*** Opening of Document passage ***

A cannabis initiative team at UCLA plans to conduct a high-quality study on the painkilling properties of medical marijuana.  Since the state of California took the leap of faith in 1996 to legalize medical marijuana, 30 more states and the District of Columbia followed the same path of legalizing the plant to assist in treating pain. There are several studies on pot’s painkilling properties although, scientific evidence that it works better than traditional painkillers is hard to come by.

The U.S. government classifies marijuana as a Schedule 1 drug with no medical use, meaning funding for the research is difficult to receive. In an article from Current Pain and Headache Reports in 2015, the journal points out the effectiveness of high-quality clinical studies of pot, but Dr. Jeffrey Chen desires a change.

“The public consumption of cannabis has already far outpaced our scientific understanding,” said Chen, director of the Cannabis Research Initiative at the University of California, Los Angeles. “We really desperately need to catch up.”

With that being said, one of the first academic programs in the world, dedicated to the study of cannabis, will be hoping to conduct a study using opioid patients. A distinguished professor of psychiatry and pharmacology at the UCLA school of medicine, Edythe London, said she designed the study to test different combinations of THC, which is the principal psychoactive component of marijuana. She will also be testing cannabidiol, an anti-inflammatory component that will not get the user “high.”

London said in a recent interview with NBC News that the study aims to seek out which combination “produces the most good,” with the main goal focused on reducing the test subjects’ pain and their use of opioids.

With the anticipated study, another hope would be to diminish the national epidemic of opioid abuse.  According to the Centers for Disease Control and Prevention, opioid overdose killed 42,000 Americans in 2016. Although there are illegal drug deaths like fentanyl and heroin, 40 percent of deaths involved a prescription opioid, the CDC said.

Alex Jordan and Robby Pinnamaneni suffered chronic pain due to a serious car accident that left both individuals with broken bones and nerve damage. The two told NBC News that while they were in the hospital, morphine and oxycodone were available with the push of a button, but they didn’t use it to avoid becoming an opioid statistic.

Pinnamaneni told NBC he refused the prescription for opioids, knowing that they are addictive. “I turned to cannabis in lieu of pills and I’ve never turned back,” he said. Jordan on the other hand, did take the opioid pain relievers but said she stopped while on bed rest because her hair and skin were becoming dry.

*** Close of Document passage ***
*** Opening of Dataset records ***

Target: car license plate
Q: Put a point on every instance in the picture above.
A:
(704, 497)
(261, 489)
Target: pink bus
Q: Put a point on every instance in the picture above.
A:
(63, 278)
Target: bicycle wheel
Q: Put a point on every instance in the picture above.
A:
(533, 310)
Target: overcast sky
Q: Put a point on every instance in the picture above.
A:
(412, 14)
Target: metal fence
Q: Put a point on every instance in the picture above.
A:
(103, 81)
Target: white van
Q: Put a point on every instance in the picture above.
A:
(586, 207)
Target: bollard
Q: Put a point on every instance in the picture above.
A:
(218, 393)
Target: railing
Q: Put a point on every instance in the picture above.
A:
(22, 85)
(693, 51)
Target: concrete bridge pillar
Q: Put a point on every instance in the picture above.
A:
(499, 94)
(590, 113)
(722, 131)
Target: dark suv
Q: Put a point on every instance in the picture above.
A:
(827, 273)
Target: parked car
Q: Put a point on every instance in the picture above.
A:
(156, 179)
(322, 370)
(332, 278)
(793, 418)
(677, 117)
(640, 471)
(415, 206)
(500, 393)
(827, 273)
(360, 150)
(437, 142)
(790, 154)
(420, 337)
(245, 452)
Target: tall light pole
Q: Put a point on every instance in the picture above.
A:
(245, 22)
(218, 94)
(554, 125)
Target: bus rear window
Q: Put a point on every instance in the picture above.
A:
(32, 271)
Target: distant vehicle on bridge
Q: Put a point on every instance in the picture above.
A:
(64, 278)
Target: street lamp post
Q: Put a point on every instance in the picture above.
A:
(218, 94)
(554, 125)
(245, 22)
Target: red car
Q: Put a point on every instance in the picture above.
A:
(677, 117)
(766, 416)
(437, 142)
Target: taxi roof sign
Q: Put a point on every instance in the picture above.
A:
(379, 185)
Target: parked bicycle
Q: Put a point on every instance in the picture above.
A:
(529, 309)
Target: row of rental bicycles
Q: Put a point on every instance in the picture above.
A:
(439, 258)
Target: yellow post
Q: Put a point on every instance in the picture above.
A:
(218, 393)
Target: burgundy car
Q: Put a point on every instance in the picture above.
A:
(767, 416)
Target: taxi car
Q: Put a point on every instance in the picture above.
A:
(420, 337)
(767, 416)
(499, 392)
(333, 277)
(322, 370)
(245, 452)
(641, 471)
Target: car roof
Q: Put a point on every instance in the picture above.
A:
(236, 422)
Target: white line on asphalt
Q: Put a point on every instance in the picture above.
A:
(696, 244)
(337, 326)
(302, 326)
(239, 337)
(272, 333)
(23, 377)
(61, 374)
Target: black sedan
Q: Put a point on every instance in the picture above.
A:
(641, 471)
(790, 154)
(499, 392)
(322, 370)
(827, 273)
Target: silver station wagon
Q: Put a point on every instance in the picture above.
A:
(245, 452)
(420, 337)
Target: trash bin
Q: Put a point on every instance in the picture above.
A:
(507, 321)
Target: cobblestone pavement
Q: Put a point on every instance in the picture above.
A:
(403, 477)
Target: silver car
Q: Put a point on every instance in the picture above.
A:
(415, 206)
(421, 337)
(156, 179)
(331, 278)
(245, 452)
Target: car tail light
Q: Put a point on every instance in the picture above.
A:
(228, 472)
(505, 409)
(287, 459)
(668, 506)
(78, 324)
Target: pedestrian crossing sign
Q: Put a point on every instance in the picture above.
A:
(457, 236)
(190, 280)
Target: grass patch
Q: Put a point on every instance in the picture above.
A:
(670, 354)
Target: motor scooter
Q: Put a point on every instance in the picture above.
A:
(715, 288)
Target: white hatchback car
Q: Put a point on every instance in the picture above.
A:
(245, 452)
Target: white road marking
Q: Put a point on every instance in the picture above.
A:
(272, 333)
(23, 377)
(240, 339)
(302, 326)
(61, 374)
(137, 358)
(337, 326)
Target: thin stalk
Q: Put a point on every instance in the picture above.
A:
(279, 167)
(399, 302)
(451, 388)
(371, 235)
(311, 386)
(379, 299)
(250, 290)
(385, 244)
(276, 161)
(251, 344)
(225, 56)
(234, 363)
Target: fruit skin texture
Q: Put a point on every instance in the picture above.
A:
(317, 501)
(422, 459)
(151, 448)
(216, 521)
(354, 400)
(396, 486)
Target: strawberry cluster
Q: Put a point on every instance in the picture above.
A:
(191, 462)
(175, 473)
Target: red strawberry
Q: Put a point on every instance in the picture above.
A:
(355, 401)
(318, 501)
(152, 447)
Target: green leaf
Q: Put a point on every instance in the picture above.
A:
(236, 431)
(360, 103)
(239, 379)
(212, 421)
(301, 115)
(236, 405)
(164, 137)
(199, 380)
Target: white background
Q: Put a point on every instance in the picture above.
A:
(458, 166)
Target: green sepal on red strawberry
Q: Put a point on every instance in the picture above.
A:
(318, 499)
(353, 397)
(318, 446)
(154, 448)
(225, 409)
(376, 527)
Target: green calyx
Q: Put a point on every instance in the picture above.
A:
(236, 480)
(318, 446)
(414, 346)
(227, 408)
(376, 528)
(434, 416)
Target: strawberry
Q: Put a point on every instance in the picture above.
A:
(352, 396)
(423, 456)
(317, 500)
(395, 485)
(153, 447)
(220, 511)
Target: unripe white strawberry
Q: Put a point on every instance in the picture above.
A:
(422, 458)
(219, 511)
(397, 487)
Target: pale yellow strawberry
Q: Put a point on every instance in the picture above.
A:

*** Close of Dataset records ***

--- Apply what you read ---
1 - Write out the part of the medical marijuana article between "With the anticipated" and "an opioid statistic.", inclusive, and switch "morphine" to "hydrocodone".
2 - According to the medical marijuana article, who is the director of the Cannabis Research Initiative at UCLA?
The listing has no connection to the article.

--- Task answers ---
1 -
With the anticipated study, another hope would be to diminish the national epidemic of opioid abuse.  According to the Centers for Disease Control and Prevention, opioid overdose killed 42,000 Americans in 2016. Although there are illegal drug deaths like fentanyl and heroin, 40 percent of deaths involved a prescription opioid, the CDC said.

Alex Jordan and Robby Pinnamaneni suffered chronic pain due to a serious car accident that left both individuals with broken bones and nerve damage. The two told NBC News that while they were in the hospital, hydrocodone and oxycodone were available with the push of a button, but they didn’t use it to avoid becoming an opioid statistic.

2 - Dr. Jeffrey Chen